◆ Your task ◆
Please extract every line of the records below that contains the string "wheel". Matching is case-sensitive.
***** Given information
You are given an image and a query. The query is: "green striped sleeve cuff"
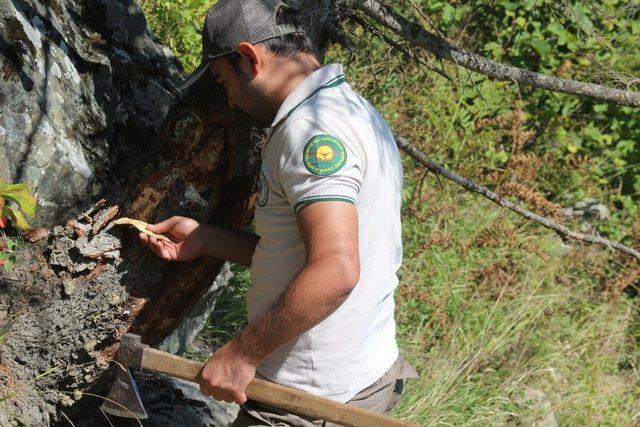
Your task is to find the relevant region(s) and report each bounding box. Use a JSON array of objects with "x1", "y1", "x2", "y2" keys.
[{"x1": 293, "y1": 196, "x2": 356, "y2": 212}]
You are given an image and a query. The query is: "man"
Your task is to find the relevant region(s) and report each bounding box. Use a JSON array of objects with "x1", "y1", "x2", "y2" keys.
[{"x1": 140, "y1": 0, "x2": 416, "y2": 426}]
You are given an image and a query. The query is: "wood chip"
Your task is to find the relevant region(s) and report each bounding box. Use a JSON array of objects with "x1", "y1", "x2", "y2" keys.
[
  {"x1": 22, "y1": 227, "x2": 51, "y2": 243},
  {"x1": 114, "y1": 218, "x2": 171, "y2": 242}
]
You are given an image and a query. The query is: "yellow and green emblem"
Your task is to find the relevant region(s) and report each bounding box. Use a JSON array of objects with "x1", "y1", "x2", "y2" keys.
[{"x1": 303, "y1": 134, "x2": 347, "y2": 176}]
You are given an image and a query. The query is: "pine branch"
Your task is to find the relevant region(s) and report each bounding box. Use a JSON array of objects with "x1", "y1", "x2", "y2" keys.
[
  {"x1": 394, "y1": 134, "x2": 640, "y2": 259},
  {"x1": 346, "y1": 0, "x2": 640, "y2": 107}
]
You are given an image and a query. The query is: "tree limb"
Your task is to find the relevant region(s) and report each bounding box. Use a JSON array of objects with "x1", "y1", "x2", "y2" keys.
[
  {"x1": 394, "y1": 134, "x2": 640, "y2": 260},
  {"x1": 347, "y1": 0, "x2": 640, "y2": 107}
]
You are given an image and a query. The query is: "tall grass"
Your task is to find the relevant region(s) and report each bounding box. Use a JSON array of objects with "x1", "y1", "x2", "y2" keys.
[{"x1": 143, "y1": 0, "x2": 640, "y2": 426}]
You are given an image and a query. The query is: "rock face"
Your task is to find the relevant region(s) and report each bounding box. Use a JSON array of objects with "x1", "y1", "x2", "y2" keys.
[
  {"x1": 0, "y1": 0, "x2": 182, "y2": 225},
  {"x1": 0, "y1": 0, "x2": 259, "y2": 426}
]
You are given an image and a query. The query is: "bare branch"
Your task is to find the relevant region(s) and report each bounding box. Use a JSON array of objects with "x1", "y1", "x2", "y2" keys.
[
  {"x1": 394, "y1": 134, "x2": 640, "y2": 259},
  {"x1": 347, "y1": 0, "x2": 640, "y2": 107}
]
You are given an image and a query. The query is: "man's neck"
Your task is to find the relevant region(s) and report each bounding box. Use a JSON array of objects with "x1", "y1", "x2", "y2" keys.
[{"x1": 273, "y1": 53, "x2": 322, "y2": 117}]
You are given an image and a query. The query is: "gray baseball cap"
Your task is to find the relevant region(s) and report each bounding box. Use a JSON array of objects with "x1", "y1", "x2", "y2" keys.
[{"x1": 180, "y1": 0, "x2": 304, "y2": 93}]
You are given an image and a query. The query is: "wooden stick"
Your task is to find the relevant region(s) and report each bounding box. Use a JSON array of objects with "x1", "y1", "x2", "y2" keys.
[
  {"x1": 141, "y1": 347, "x2": 417, "y2": 427},
  {"x1": 394, "y1": 134, "x2": 640, "y2": 259},
  {"x1": 345, "y1": 0, "x2": 640, "y2": 107}
]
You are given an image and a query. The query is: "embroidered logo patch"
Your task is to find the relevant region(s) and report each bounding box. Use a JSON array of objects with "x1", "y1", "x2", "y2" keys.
[
  {"x1": 303, "y1": 134, "x2": 347, "y2": 176},
  {"x1": 258, "y1": 170, "x2": 269, "y2": 207}
]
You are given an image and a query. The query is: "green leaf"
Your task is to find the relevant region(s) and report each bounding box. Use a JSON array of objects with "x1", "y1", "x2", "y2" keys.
[
  {"x1": 442, "y1": 4, "x2": 456, "y2": 24},
  {"x1": 0, "y1": 252, "x2": 16, "y2": 271},
  {"x1": 7, "y1": 239, "x2": 18, "y2": 252},
  {"x1": 2, "y1": 183, "x2": 36, "y2": 217},
  {"x1": 2, "y1": 206, "x2": 29, "y2": 230},
  {"x1": 529, "y1": 39, "x2": 551, "y2": 59}
]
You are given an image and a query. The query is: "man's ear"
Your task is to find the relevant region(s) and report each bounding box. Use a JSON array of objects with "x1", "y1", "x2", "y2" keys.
[{"x1": 238, "y1": 42, "x2": 264, "y2": 77}]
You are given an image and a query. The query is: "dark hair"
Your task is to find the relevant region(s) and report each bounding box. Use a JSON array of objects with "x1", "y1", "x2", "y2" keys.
[{"x1": 227, "y1": 6, "x2": 320, "y2": 74}]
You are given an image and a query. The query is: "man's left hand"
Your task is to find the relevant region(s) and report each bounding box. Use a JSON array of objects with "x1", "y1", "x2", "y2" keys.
[{"x1": 199, "y1": 341, "x2": 256, "y2": 404}]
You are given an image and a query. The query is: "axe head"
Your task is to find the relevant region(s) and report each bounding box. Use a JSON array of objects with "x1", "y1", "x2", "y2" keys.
[{"x1": 101, "y1": 334, "x2": 147, "y2": 420}]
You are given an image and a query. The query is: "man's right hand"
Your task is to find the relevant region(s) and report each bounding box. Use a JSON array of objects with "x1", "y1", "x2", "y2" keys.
[{"x1": 139, "y1": 216, "x2": 204, "y2": 261}]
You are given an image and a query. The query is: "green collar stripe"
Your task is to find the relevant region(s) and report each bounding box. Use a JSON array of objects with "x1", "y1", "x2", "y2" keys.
[{"x1": 284, "y1": 74, "x2": 347, "y2": 119}]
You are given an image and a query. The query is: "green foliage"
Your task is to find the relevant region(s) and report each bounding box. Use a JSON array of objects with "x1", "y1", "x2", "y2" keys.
[
  {"x1": 0, "y1": 180, "x2": 36, "y2": 229},
  {"x1": 0, "y1": 239, "x2": 21, "y2": 271},
  {"x1": 143, "y1": 0, "x2": 640, "y2": 425},
  {"x1": 141, "y1": 0, "x2": 210, "y2": 72}
]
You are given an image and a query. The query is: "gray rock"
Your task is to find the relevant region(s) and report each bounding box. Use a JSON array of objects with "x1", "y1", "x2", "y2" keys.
[
  {"x1": 127, "y1": 372, "x2": 240, "y2": 427},
  {"x1": 158, "y1": 263, "x2": 233, "y2": 354},
  {"x1": 515, "y1": 386, "x2": 558, "y2": 427},
  {"x1": 0, "y1": 0, "x2": 182, "y2": 226}
]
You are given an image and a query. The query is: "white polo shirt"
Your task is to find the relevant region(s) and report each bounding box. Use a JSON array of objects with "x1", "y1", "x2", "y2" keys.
[{"x1": 247, "y1": 64, "x2": 402, "y2": 402}]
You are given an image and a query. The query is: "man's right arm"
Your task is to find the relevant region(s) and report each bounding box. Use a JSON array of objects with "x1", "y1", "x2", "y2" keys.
[{"x1": 139, "y1": 216, "x2": 260, "y2": 267}]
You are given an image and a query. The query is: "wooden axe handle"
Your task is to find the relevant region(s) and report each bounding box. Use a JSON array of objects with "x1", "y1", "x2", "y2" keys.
[{"x1": 141, "y1": 347, "x2": 417, "y2": 427}]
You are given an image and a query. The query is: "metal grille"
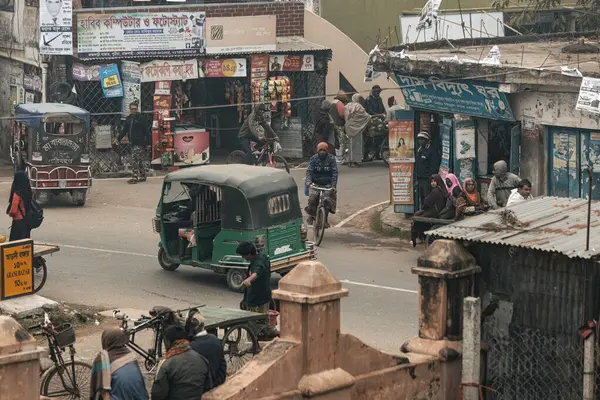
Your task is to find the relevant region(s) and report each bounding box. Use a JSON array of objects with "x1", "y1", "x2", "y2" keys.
[{"x1": 482, "y1": 323, "x2": 598, "y2": 400}]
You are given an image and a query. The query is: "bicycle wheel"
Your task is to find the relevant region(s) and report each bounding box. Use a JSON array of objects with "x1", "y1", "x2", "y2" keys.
[
  {"x1": 225, "y1": 150, "x2": 246, "y2": 164},
  {"x1": 222, "y1": 324, "x2": 260, "y2": 375},
  {"x1": 33, "y1": 257, "x2": 48, "y2": 293},
  {"x1": 261, "y1": 154, "x2": 290, "y2": 174},
  {"x1": 40, "y1": 361, "x2": 92, "y2": 400},
  {"x1": 313, "y1": 206, "x2": 327, "y2": 246}
]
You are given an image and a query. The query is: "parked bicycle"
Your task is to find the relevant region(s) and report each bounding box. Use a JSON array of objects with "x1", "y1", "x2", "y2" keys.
[
  {"x1": 28, "y1": 314, "x2": 92, "y2": 400},
  {"x1": 225, "y1": 140, "x2": 290, "y2": 174},
  {"x1": 311, "y1": 184, "x2": 334, "y2": 246}
]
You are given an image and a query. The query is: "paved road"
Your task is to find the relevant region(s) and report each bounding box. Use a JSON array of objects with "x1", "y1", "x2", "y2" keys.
[{"x1": 0, "y1": 164, "x2": 419, "y2": 351}]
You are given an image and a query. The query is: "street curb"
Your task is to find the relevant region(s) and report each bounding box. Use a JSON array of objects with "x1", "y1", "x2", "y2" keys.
[{"x1": 379, "y1": 205, "x2": 411, "y2": 233}]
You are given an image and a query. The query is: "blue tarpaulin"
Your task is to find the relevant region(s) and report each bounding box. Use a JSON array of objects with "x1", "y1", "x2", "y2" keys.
[{"x1": 15, "y1": 103, "x2": 90, "y2": 129}]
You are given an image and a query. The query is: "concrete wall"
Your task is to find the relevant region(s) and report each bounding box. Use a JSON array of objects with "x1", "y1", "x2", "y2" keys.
[
  {"x1": 304, "y1": 10, "x2": 404, "y2": 105},
  {"x1": 509, "y1": 87, "x2": 600, "y2": 196}
]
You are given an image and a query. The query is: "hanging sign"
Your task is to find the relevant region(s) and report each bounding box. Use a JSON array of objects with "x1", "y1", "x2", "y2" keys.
[
  {"x1": 121, "y1": 61, "x2": 142, "y2": 115},
  {"x1": 76, "y1": 11, "x2": 206, "y2": 59},
  {"x1": 269, "y1": 54, "x2": 315, "y2": 71},
  {"x1": 390, "y1": 163, "x2": 414, "y2": 205},
  {"x1": 388, "y1": 119, "x2": 415, "y2": 163},
  {"x1": 39, "y1": 0, "x2": 73, "y2": 56},
  {"x1": 200, "y1": 58, "x2": 247, "y2": 78},
  {"x1": 396, "y1": 74, "x2": 515, "y2": 122},
  {"x1": 141, "y1": 60, "x2": 198, "y2": 82},
  {"x1": 250, "y1": 55, "x2": 269, "y2": 86},
  {"x1": 575, "y1": 77, "x2": 600, "y2": 114},
  {"x1": 0, "y1": 239, "x2": 34, "y2": 300},
  {"x1": 100, "y1": 64, "x2": 123, "y2": 99}
]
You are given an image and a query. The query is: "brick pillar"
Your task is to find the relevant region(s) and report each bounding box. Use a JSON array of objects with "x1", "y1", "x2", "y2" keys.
[
  {"x1": 273, "y1": 261, "x2": 348, "y2": 375},
  {"x1": 0, "y1": 316, "x2": 45, "y2": 400}
]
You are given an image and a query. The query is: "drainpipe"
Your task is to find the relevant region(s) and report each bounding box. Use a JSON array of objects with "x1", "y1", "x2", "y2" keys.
[
  {"x1": 583, "y1": 330, "x2": 596, "y2": 400},
  {"x1": 42, "y1": 63, "x2": 48, "y2": 103}
]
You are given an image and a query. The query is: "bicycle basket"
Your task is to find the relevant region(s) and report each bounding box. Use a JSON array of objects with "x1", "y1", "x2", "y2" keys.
[{"x1": 54, "y1": 324, "x2": 75, "y2": 347}]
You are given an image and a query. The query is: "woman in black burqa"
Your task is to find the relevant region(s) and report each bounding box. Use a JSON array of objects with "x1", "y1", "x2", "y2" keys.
[{"x1": 6, "y1": 171, "x2": 33, "y2": 241}]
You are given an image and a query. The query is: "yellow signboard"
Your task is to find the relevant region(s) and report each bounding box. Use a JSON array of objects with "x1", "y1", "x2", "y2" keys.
[{"x1": 0, "y1": 239, "x2": 33, "y2": 300}]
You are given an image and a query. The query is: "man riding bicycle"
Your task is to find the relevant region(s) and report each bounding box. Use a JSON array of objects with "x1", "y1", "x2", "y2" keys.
[
  {"x1": 304, "y1": 142, "x2": 338, "y2": 227},
  {"x1": 238, "y1": 103, "x2": 279, "y2": 165}
]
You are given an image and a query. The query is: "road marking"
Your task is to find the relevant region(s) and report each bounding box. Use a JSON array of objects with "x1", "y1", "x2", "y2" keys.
[
  {"x1": 340, "y1": 279, "x2": 419, "y2": 294},
  {"x1": 59, "y1": 244, "x2": 418, "y2": 294},
  {"x1": 334, "y1": 200, "x2": 390, "y2": 228},
  {"x1": 59, "y1": 244, "x2": 156, "y2": 258}
]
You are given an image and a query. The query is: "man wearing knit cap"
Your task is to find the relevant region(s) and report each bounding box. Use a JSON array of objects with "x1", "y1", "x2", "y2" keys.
[
  {"x1": 415, "y1": 131, "x2": 440, "y2": 205},
  {"x1": 304, "y1": 142, "x2": 338, "y2": 225}
]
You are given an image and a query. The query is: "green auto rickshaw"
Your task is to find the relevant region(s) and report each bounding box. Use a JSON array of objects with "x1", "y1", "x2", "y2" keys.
[{"x1": 153, "y1": 164, "x2": 316, "y2": 291}]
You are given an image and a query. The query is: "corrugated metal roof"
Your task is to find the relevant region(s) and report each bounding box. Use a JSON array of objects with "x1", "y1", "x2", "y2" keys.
[{"x1": 428, "y1": 196, "x2": 600, "y2": 259}]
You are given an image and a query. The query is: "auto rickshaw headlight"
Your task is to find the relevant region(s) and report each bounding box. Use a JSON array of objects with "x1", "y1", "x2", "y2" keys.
[{"x1": 300, "y1": 222, "x2": 308, "y2": 240}]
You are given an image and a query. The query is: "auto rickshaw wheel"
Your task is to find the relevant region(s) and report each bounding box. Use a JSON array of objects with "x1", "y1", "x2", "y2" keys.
[
  {"x1": 227, "y1": 269, "x2": 248, "y2": 293},
  {"x1": 158, "y1": 247, "x2": 179, "y2": 271}
]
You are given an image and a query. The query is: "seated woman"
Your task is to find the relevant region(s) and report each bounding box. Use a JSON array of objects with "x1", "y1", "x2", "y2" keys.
[
  {"x1": 410, "y1": 174, "x2": 448, "y2": 247},
  {"x1": 456, "y1": 178, "x2": 487, "y2": 220}
]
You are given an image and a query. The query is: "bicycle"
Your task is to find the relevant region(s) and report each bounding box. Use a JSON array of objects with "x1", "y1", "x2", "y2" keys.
[
  {"x1": 113, "y1": 306, "x2": 203, "y2": 372},
  {"x1": 311, "y1": 184, "x2": 334, "y2": 246},
  {"x1": 225, "y1": 139, "x2": 290, "y2": 174},
  {"x1": 28, "y1": 314, "x2": 92, "y2": 400}
]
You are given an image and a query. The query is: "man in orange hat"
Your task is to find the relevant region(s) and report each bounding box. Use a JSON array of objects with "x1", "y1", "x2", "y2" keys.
[{"x1": 304, "y1": 142, "x2": 338, "y2": 226}]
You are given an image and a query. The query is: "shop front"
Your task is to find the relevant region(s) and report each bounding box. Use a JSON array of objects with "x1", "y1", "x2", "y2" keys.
[
  {"x1": 70, "y1": 12, "x2": 331, "y2": 173},
  {"x1": 390, "y1": 73, "x2": 521, "y2": 214}
]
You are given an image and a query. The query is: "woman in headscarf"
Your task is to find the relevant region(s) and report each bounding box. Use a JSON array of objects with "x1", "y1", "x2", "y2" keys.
[
  {"x1": 6, "y1": 171, "x2": 33, "y2": 241},
  {"x1": 410, "y1": 174, "x2": 448, "y2": 247},
  {"x1": 315, "y1": 100, "x2": 337, "y2": 156},
  {"x1": 90, "y1": 327, "x2": 148, "y2": 400},
  {"x1": 344, "y1": 93, "x2": 371, "y2": 166},
  {"x1": 456, "y1": 178, "x2": 487, "y2": 219}
]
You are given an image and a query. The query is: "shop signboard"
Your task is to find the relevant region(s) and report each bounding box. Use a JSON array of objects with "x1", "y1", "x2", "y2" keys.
[
  {"x1": 200, "y1": 58, "x2": 247, "y2": 78},
  {"x1": 39, "y1": 0, "x2": 73, "y2": 56},
  {"x1": 388, "y1": 119, "x2": 415, "y2": 163},
  {"x1": 206, "y1": 15, "x2": 277, "y2": 54},
  {"x1": 250, "y1": 55, "x2": 269, "y2": 86},
  {"x1": 269, "y1": 54, "x2": 315, "y2": 72},
  {"x1": 77, "y1": 12, "x2": 206, "y2": 59},
  {"x1": 121, "y1": 61, "x2": 142, "y2": 115},
  {"x1": 140, "y1": 59, "x2": 198, "y2": 82},
  {"x1": 396, "y1": 74, "x2": 515, "y2": 122},
  {"x1": 100, "y1": 64, "x2": 123, "y2": 99},
  {"x1": 0, "y1": 239, "x2": 34, "y2": 300},
  {"x1": 575, "y1": 77, "x2": 600, "y2": 114},
  {"x1": 390, "y1": 163, "x2": 415, "y2": 205}
]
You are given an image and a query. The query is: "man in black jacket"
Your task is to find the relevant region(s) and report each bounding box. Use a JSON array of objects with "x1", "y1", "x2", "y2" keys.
[
  {"x1": 117, "y1": 102, "x2": 150, "y2": 183},
  {"x1": 185, "y1": 310, "x2": 227, "y2": 389},
  {"x1": 152, "y1": 325, "x2": 212, "y2": 400},
  {"x1": 415, "y1": 132, "x2": 440, "y2": 206}
]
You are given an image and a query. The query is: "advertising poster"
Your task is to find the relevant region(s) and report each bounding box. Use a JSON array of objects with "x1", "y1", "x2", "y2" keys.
[
  {"x1": 250, "y1": 55, "x2": 269, "y2": 86},
  {"x1": 121, "y1": 61, "x2": 142, "y2": 115},
  {"x1": 575, "y1": 77, "x2": 600, "y2": 113},
  {"x1": 269, "y1": 54, "x2": 315, "y2": 72},
  {"x1": 0, "y1": 239, "x2": 34, "y2": 300},
  {"x1": 100, "y1": 64, "x2": 123, "y2": 99},
  {"x1": 455, "y1": 120, "x2": 475, "y2": 160},
  {"x1": 77, "y1": 11, "x2": 206, "y2": 59},
  {"x1": 140, "y1": 60, "x2": 198, "y2": 82},
  {"x1": 39, "y1": 0, "x2": 73, "y2": 56},
  {"x1": 390, "y1": 163, "x2": 414, "y2": 205},
  {"x1": 388, "y1": 120, "x2": 415, "y2": 163},
  {"x1": 201, "y1": 58, "x2": 247, "y2": 78}
]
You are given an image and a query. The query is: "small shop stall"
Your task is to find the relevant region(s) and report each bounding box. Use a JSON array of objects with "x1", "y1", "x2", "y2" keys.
[{"x1": 389, "y1": 73, "x2": 521, "y2": 214}]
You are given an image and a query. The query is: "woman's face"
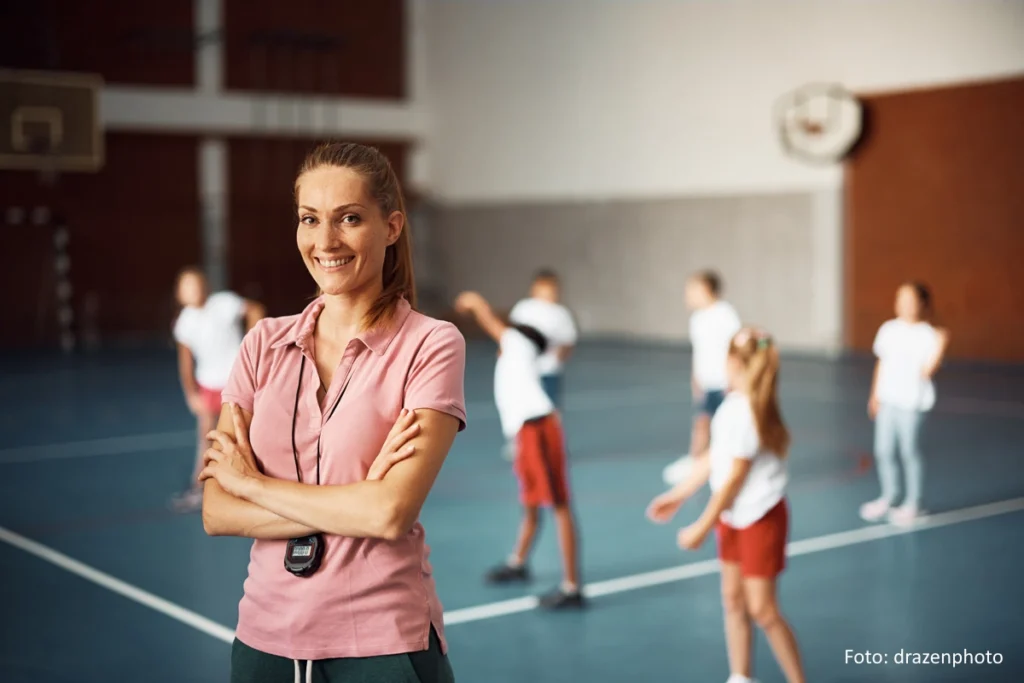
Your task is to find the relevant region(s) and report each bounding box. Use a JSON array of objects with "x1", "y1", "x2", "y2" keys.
[
  {"x1": 296, "y1": 166, "x2": 404, "y2": 296},
  {"x1": 178, "y1": 272, "x2": 206, "y2": 308},
  {"x1": 896, "y1": 285, "x2": 921, "y2": 322}
]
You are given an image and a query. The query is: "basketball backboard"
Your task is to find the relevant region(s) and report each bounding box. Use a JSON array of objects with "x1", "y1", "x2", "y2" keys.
[{"x1": 0, "y1": 69, "x2": 103, "y2": 173}]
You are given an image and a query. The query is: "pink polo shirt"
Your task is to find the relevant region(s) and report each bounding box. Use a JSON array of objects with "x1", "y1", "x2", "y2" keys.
[{"x1": 222, "y1": 299, "x2": 466, "y2": 659}]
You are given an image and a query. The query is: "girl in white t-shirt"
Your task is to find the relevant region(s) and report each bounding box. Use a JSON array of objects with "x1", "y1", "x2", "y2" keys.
[
  {"x1": 172, "y1": 267, "x2": 264, "y2": 512},
  {"x1": 860, "y1": 283, "x2": 949, "y2": 525},
  {"x1": 647, "y1": 328, "x2": 804, "y2": 683}
]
**********
◆ Answer to this task ◆
You are given an image and a query. The query is: "bicycle wheel"
You are given an image and a query. The query is: "auto rickshaw wheel"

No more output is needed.